*GIVEN ENTRIES*
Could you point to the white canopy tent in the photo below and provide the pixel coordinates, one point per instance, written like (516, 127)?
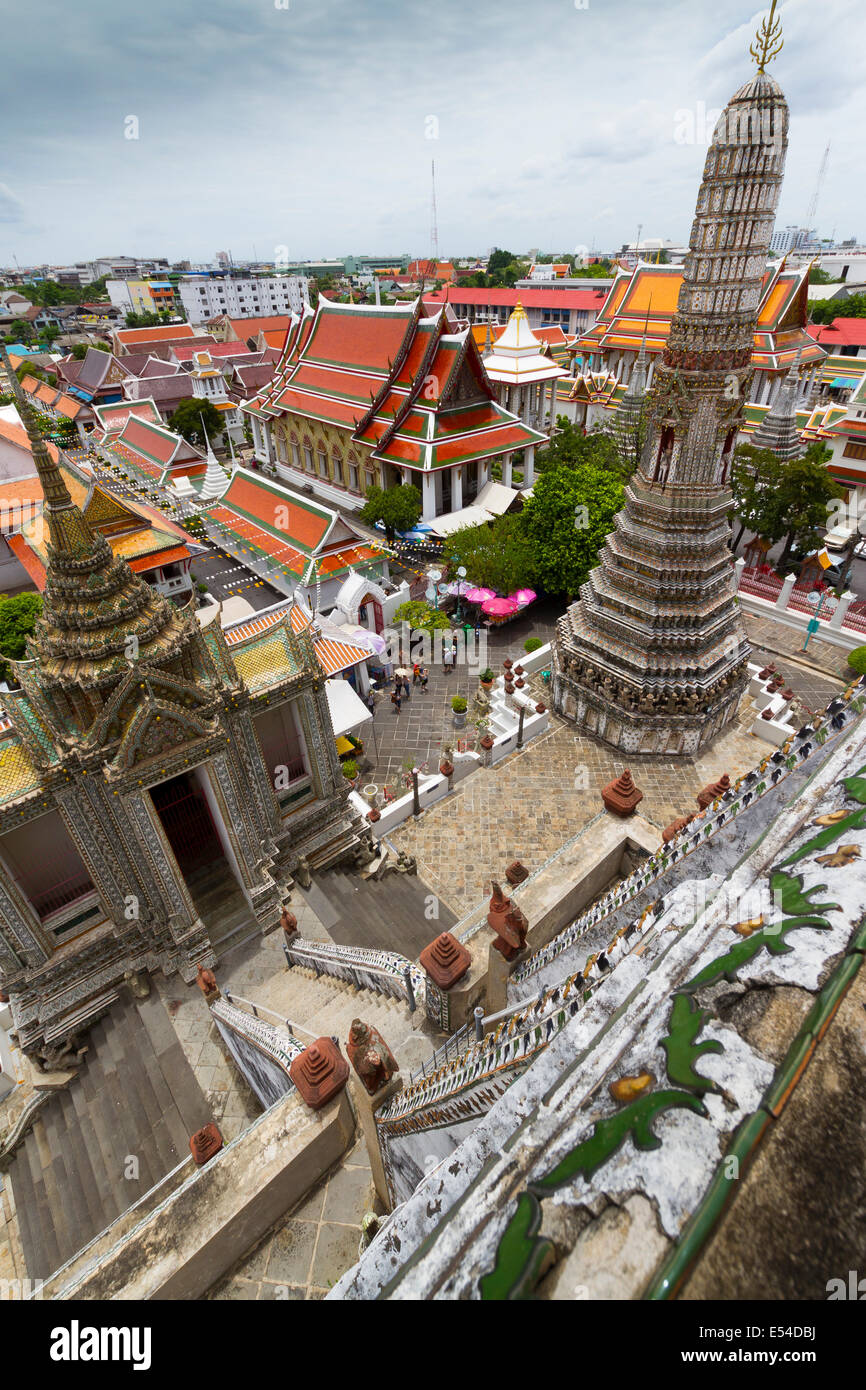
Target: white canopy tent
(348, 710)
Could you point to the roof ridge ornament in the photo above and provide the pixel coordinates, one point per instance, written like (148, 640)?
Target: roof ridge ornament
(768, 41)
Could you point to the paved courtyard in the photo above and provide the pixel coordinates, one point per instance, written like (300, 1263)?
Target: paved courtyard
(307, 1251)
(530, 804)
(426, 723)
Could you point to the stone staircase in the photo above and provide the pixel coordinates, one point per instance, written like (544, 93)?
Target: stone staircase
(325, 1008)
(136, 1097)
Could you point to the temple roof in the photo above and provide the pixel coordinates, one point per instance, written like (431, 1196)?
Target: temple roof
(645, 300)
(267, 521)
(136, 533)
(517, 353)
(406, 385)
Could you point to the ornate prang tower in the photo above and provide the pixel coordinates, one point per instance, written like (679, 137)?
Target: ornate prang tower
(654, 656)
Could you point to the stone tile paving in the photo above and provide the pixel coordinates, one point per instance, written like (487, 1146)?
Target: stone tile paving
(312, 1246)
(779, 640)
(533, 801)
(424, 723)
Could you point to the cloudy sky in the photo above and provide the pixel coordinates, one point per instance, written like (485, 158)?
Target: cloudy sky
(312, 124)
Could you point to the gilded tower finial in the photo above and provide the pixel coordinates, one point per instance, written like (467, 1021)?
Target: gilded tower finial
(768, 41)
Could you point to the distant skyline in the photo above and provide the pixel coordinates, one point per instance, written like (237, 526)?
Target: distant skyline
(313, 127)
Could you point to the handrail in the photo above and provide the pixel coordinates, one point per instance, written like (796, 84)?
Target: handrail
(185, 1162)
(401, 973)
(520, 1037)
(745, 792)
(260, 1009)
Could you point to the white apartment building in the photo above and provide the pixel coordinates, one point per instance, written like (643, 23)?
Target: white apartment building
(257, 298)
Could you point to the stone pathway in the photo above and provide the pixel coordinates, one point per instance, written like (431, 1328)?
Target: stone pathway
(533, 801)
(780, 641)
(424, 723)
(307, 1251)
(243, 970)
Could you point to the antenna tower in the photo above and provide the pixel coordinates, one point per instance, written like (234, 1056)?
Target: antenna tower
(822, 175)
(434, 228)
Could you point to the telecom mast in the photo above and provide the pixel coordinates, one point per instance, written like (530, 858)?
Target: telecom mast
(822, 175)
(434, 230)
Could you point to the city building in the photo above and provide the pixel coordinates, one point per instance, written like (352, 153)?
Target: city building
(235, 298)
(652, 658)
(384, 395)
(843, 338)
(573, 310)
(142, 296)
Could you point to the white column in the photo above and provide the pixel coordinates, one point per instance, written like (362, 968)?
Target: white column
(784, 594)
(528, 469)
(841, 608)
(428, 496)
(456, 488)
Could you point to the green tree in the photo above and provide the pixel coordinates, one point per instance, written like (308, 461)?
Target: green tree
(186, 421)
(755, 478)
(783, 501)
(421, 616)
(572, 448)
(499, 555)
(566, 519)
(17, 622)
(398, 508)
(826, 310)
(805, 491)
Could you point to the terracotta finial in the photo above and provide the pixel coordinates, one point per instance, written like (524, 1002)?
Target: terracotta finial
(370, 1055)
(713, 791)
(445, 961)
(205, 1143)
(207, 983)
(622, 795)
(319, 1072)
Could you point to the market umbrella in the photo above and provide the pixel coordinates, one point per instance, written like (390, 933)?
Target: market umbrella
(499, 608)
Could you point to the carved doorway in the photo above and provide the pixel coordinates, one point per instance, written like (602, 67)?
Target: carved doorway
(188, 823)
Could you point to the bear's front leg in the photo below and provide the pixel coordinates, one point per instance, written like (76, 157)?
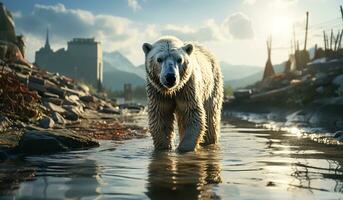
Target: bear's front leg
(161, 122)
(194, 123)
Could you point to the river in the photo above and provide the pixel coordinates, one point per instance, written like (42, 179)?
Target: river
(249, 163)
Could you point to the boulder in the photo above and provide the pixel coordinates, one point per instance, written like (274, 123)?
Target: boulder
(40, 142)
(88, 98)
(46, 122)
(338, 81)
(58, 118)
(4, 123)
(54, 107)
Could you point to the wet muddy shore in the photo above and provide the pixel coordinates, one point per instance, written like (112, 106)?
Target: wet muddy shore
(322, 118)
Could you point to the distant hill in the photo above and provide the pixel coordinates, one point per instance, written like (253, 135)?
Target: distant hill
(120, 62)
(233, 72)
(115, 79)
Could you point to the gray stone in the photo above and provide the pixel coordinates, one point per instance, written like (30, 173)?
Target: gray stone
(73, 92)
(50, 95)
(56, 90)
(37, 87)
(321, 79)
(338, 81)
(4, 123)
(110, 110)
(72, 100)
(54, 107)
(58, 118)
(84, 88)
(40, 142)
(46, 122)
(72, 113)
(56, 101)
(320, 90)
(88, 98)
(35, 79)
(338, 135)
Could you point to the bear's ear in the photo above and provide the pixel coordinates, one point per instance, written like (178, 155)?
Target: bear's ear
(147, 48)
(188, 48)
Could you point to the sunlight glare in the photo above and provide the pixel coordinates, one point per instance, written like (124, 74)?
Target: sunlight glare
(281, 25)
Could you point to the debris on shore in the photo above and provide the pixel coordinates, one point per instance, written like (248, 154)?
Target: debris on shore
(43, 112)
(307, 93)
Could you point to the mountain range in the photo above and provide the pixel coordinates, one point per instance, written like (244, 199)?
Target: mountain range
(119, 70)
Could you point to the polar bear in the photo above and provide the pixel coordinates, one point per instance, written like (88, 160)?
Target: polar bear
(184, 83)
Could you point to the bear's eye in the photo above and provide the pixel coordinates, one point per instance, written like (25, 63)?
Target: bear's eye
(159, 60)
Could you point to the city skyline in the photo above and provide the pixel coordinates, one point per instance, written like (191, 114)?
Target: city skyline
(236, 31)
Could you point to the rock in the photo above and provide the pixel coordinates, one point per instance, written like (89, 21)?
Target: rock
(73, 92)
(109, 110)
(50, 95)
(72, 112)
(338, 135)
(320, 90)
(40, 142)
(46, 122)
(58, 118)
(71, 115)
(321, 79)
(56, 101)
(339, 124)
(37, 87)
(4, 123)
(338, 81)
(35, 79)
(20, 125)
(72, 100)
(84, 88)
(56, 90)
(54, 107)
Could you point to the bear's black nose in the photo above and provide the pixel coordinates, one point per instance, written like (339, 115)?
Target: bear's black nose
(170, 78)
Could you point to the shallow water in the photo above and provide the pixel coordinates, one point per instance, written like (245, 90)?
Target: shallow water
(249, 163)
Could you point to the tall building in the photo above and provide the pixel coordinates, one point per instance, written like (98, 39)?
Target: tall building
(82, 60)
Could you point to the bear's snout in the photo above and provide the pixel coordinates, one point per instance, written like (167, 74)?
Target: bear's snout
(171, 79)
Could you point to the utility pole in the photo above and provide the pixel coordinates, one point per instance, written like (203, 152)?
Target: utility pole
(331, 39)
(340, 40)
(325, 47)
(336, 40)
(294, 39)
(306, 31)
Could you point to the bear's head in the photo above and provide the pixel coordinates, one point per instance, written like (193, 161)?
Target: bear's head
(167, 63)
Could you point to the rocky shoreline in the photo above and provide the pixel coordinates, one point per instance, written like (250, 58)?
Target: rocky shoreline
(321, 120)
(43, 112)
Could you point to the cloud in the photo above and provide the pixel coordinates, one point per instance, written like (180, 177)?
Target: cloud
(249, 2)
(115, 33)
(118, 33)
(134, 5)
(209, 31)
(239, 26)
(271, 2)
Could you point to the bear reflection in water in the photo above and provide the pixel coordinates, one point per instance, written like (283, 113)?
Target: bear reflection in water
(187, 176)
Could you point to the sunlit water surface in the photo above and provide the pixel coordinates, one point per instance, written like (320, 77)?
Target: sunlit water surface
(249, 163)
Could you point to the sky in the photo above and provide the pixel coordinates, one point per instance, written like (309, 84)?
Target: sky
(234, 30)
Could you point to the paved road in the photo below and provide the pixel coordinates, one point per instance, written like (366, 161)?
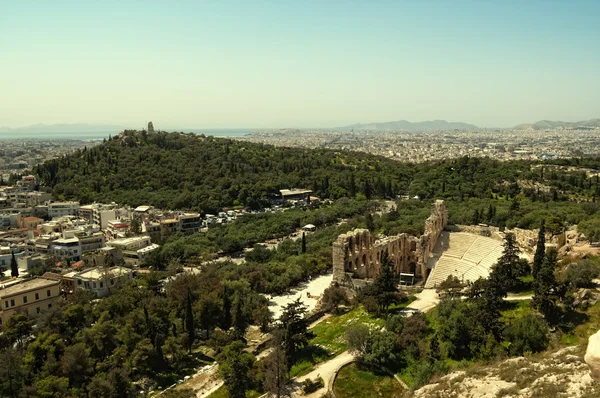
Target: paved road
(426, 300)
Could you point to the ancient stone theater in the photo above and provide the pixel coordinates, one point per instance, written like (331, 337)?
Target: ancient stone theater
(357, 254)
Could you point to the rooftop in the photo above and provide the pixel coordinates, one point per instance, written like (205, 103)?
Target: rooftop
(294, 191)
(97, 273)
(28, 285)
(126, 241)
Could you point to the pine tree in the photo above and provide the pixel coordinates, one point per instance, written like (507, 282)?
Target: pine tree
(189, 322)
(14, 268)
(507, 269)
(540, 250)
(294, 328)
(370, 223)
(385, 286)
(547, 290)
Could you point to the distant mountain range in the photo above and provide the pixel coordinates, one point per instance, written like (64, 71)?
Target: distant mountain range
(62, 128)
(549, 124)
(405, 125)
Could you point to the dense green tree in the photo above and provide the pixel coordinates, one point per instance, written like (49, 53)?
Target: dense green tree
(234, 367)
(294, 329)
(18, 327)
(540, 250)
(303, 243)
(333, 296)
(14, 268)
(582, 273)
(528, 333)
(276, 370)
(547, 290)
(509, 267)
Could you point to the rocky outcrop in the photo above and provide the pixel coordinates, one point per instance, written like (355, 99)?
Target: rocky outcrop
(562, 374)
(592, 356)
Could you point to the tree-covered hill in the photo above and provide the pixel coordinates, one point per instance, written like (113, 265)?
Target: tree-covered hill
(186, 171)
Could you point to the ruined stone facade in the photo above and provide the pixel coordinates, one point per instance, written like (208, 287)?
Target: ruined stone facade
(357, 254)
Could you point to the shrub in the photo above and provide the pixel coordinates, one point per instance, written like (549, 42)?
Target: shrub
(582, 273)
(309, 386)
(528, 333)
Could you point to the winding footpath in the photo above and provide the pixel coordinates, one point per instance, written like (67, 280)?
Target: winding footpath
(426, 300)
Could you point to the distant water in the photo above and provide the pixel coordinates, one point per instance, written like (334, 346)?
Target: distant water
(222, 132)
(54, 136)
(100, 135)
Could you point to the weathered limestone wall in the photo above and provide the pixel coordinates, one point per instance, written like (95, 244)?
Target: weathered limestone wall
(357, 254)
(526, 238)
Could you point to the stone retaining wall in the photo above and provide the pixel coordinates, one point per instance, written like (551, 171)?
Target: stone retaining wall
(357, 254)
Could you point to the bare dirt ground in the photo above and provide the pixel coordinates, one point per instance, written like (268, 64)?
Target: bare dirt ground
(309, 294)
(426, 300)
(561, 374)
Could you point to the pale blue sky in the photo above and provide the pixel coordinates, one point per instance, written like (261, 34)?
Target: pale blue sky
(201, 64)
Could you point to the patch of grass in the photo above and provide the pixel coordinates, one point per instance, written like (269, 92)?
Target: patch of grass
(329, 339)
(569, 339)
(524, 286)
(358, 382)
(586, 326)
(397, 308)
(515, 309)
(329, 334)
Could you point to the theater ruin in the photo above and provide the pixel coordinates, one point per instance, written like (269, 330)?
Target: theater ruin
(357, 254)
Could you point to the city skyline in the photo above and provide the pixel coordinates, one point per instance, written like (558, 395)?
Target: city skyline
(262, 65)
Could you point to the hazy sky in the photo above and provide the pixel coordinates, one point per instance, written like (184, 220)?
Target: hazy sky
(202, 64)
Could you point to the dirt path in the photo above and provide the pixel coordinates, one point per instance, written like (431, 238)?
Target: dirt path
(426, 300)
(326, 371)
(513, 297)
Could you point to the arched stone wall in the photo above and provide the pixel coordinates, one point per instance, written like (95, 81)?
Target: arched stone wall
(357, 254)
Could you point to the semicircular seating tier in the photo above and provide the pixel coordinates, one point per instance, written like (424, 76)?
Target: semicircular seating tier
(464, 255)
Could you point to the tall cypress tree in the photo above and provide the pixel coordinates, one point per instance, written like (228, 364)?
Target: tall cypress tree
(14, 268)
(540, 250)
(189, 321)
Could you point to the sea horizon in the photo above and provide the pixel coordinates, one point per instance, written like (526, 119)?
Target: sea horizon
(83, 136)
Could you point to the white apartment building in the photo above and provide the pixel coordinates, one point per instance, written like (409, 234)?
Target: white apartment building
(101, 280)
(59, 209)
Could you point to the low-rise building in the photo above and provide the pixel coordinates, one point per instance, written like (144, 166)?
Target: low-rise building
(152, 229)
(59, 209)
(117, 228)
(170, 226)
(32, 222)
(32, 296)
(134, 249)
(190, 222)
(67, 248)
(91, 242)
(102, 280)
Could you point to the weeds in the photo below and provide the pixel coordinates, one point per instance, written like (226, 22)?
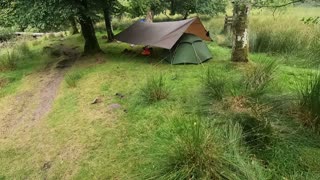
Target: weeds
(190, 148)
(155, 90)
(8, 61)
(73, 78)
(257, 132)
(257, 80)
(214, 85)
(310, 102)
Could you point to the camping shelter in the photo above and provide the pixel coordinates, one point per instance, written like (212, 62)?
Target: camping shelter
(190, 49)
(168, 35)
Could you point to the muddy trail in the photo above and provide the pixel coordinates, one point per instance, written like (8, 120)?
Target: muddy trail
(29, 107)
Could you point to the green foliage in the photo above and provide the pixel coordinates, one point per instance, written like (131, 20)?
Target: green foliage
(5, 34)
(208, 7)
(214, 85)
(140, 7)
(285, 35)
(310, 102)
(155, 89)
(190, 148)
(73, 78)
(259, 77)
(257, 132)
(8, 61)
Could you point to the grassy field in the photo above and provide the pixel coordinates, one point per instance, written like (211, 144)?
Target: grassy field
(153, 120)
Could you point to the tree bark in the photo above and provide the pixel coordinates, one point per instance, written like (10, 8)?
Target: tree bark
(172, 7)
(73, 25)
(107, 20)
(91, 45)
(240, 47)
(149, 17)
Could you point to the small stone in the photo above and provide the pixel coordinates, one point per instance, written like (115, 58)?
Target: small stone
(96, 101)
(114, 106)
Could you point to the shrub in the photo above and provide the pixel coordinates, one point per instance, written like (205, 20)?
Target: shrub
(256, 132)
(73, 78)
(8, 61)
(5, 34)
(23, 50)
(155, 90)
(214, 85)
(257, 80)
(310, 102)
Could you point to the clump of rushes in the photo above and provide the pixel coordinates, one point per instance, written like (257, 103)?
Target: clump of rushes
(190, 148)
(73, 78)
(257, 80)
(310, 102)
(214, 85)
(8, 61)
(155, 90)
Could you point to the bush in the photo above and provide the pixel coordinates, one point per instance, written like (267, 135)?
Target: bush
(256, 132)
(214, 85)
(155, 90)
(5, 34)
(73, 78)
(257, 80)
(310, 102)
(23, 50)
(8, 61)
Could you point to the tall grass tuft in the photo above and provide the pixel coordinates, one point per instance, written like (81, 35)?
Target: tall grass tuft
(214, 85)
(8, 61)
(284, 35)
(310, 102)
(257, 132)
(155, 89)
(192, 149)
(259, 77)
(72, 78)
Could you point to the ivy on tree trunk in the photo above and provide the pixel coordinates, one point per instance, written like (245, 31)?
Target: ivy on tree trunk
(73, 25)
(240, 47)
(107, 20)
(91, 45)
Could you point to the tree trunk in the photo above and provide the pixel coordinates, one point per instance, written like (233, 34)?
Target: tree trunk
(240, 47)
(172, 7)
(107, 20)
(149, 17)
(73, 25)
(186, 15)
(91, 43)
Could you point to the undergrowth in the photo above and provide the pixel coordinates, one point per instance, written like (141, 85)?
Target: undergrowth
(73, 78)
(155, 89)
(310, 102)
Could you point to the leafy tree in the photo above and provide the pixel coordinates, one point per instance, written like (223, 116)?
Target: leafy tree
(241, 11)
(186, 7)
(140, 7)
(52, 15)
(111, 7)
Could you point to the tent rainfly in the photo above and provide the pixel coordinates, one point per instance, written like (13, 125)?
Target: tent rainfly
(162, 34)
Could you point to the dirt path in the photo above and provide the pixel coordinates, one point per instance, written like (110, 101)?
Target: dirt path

*WORK REQUEST*
Find the lines that mention "below" in the entries and show them.

*EXERCISE ANSWER*
Could you point to the white canopy tent in the photo below and provide the pixel coordinates, one point per instance, written like (516, 127)?
Could you point to the bear's front leg in the photo below and provide the pixel coordinates, one point per instance, written like (76, 157)?
Could you point to the paved road in the photo below and provide the pixel coordinates, one point per instance, written like (366, 161)?
Could you point to the weeds in the photo below and provide the pixel coordinates, one point per instance, written like (226, 22)?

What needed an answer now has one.